▸ Text for analysis:
=== Section Start ===

= Tanukitsuki =

Tanukitsuki (狸憑き (たぬきつき) or 狸憑; lit. "Tanuki possession") is the possession of a human by the spirit of a tanuki (Japanese raccoon dog). In ancient Japanese shamanism, it is a type of psychic phenomenon considered to exist.

While widely transmitted in Shikoku and Sado Island, many legends also exist in Aomori Prefecture, Iwate Prefecture, and Okayama Prefecture, with folklore found throughout Japan. It is also known as mujina (ムジナ), mamedanuki (豆狸), and tomakko (トマッコ).

== Overview ==
The symptoms of being possessed by a tanuki vary, but it is often said that the victim becomes gluttonous. In particular, there is a tendency to crave Sekihan (or Azuki bean rice). It is said that because the nutritional value of the food is stolen by the tanuki, the victim becomes debilitated and eventually dies, conversely to their abdomen which swells up. Additionally, victims are said to exhibit abnormal behaviors such as unexplained illnesses, states of depression or loquaciousness, committing violence without reason, engaging in sexual misconduct, eating rotted things, speaking strange things, or crawling on all fours.

Most causes of tanukitsuki stem from grudges held by tanuki after humans play pranks on them or destroy their nests. It is said that this is known because those who successfully escaped possession thanks to the prayers of Onmyōji or Shugendō practitioners (Yamabushi) tell of it after regaining their senses. Other legends suggest tanuki possess offerings of fish, alcohol, or sekihan at festivals (or gifts) and possess people through these connections, or that they possess people who are absent-minded or women who have bought beautiful kimonos.

While the concept of "Tsukimono-suji" (a lineage or family line that holds possessing spirits), which is specific to possessing entities, is rare for tanukitsuki, there are instances of tanuki spirits attached to specific lineages. Examples include Oyotsu-san transmitted in Takamatsu, Kagawa Prefecture, and the Nabesoko or Tomako-danuki transmitted in the Mimasaka region of Okayama Prefecture. Also, though rare, it is said in Kagawa Prefecture that a person who has fed and tamed an old tanuki can direct it to possess a hated adversary and cause them harm. There are many shrines dedicated to tanuki in Shikoku; this is purportedly because it is believed that if a tanuki is elevated to a god, it can no longer possess people, so they are intentionally enshrined as deities.

=== Section End ===

▸ Extracted material:
=== Section Start ===

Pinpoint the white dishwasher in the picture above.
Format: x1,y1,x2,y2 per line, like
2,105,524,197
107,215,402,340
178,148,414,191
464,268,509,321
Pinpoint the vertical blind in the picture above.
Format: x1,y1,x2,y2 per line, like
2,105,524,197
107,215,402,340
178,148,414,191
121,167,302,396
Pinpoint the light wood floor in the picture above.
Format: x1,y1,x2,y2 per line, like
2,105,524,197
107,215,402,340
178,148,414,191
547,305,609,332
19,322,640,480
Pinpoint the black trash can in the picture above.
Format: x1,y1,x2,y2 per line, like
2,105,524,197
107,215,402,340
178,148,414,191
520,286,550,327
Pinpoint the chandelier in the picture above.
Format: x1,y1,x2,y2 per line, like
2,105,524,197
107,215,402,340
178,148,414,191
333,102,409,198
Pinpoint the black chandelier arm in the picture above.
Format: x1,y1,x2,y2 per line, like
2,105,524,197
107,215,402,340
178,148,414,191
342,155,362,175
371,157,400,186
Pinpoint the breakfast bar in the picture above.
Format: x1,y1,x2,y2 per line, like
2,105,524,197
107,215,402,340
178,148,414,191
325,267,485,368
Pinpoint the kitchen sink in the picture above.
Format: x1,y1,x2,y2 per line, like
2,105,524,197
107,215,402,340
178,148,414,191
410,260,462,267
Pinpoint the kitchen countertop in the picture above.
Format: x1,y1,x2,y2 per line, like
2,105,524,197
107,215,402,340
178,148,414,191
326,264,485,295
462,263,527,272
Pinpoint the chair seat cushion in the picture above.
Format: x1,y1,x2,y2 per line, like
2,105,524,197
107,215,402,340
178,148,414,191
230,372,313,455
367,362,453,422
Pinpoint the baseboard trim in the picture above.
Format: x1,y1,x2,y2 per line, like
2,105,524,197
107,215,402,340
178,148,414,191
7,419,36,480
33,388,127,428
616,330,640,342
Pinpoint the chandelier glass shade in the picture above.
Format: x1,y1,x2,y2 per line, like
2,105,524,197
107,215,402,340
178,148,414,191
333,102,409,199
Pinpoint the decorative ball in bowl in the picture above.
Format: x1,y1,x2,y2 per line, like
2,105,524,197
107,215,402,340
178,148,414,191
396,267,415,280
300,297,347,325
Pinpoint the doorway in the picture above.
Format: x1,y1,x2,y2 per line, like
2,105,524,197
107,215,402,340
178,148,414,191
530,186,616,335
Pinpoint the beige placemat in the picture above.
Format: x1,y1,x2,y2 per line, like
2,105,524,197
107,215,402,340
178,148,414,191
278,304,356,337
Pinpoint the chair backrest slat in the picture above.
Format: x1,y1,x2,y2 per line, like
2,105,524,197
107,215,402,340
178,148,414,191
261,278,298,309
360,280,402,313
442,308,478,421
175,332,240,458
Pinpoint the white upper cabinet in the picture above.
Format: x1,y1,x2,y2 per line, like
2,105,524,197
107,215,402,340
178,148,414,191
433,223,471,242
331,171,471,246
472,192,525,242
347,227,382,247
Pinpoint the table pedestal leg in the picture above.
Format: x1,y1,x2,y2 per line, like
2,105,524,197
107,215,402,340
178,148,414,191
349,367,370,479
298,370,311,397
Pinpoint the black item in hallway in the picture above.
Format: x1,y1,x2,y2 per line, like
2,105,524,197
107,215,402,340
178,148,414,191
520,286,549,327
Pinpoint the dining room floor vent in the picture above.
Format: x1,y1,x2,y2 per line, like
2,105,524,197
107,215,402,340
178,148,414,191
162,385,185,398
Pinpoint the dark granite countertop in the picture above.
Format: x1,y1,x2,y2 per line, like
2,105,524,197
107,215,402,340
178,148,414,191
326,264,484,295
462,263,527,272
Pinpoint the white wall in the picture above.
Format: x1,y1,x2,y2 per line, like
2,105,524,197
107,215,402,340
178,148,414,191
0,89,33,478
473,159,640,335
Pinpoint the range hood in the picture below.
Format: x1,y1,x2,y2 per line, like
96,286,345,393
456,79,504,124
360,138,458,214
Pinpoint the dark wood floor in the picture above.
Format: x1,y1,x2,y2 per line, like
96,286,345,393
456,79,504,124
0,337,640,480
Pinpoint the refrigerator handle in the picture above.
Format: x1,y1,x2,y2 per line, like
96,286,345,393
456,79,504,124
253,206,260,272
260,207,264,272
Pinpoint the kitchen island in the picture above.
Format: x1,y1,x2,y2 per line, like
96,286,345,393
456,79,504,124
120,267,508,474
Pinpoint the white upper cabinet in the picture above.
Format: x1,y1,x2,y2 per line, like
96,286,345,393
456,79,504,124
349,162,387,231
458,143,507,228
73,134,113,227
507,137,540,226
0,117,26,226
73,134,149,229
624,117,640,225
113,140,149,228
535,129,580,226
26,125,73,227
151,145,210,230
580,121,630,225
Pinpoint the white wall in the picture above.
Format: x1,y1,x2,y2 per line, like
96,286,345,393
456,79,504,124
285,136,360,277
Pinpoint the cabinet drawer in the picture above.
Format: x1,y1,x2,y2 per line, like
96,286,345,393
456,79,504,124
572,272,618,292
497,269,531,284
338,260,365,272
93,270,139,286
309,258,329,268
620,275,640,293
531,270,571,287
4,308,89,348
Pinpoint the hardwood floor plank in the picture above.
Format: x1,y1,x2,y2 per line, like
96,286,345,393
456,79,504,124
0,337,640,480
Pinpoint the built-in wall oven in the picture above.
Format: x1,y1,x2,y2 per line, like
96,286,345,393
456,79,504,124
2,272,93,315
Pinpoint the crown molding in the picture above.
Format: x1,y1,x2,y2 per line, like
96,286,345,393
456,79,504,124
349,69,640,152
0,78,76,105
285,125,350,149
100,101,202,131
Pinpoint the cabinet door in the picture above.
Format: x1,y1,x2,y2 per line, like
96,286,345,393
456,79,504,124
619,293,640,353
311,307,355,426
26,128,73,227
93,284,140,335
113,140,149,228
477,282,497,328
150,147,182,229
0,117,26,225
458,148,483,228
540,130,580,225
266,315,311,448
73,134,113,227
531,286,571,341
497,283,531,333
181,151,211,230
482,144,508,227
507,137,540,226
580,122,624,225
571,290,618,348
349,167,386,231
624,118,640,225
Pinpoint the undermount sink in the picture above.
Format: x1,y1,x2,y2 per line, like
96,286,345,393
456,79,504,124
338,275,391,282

=== Section End ===
=== Section Start ===

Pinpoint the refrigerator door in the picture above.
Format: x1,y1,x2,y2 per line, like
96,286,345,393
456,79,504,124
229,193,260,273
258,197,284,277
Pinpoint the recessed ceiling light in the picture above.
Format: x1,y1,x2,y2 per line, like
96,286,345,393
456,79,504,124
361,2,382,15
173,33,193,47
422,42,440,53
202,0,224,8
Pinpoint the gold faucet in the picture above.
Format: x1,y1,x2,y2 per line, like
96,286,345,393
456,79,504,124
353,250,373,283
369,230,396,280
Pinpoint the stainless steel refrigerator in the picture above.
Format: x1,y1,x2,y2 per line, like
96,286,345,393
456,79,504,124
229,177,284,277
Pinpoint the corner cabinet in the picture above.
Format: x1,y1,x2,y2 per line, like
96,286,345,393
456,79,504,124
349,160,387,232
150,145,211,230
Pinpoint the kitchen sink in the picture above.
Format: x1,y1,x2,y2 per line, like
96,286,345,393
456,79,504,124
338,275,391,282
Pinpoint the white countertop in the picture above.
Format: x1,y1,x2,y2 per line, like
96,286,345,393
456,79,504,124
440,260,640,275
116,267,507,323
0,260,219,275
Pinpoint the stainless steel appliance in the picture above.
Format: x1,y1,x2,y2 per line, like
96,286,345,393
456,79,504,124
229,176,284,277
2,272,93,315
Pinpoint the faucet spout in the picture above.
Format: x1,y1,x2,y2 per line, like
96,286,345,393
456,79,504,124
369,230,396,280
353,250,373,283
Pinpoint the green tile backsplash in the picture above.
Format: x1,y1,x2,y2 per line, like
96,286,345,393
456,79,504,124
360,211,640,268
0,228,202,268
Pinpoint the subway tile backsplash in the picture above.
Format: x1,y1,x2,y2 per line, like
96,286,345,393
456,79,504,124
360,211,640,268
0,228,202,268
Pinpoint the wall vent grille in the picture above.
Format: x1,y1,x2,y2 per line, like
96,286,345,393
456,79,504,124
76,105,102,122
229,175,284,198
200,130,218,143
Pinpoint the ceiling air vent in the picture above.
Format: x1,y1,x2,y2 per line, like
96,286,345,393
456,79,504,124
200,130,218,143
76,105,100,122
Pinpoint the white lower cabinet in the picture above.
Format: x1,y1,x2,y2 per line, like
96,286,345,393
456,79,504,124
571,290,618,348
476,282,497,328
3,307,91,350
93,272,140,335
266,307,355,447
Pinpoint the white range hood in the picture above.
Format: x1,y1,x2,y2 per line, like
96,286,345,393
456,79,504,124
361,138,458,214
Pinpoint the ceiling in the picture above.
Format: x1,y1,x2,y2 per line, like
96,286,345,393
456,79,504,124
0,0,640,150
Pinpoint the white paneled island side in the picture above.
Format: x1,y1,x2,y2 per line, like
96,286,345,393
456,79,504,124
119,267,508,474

=== Section End ===

Copy the tanukitsuki text between "While widely transmitted" and "and tomakko (トマッコ).", inclusive.

While widely transmitted in Shikoku and Sado Island, many legends also exist in Aomori Prefecture, Iwate Prefecture, and Okayama Prefecture, with folklore found throughout Japan. It is also known as mujina (ムジナ), mamedanuki (豆狸), and tomakko (トマッコ).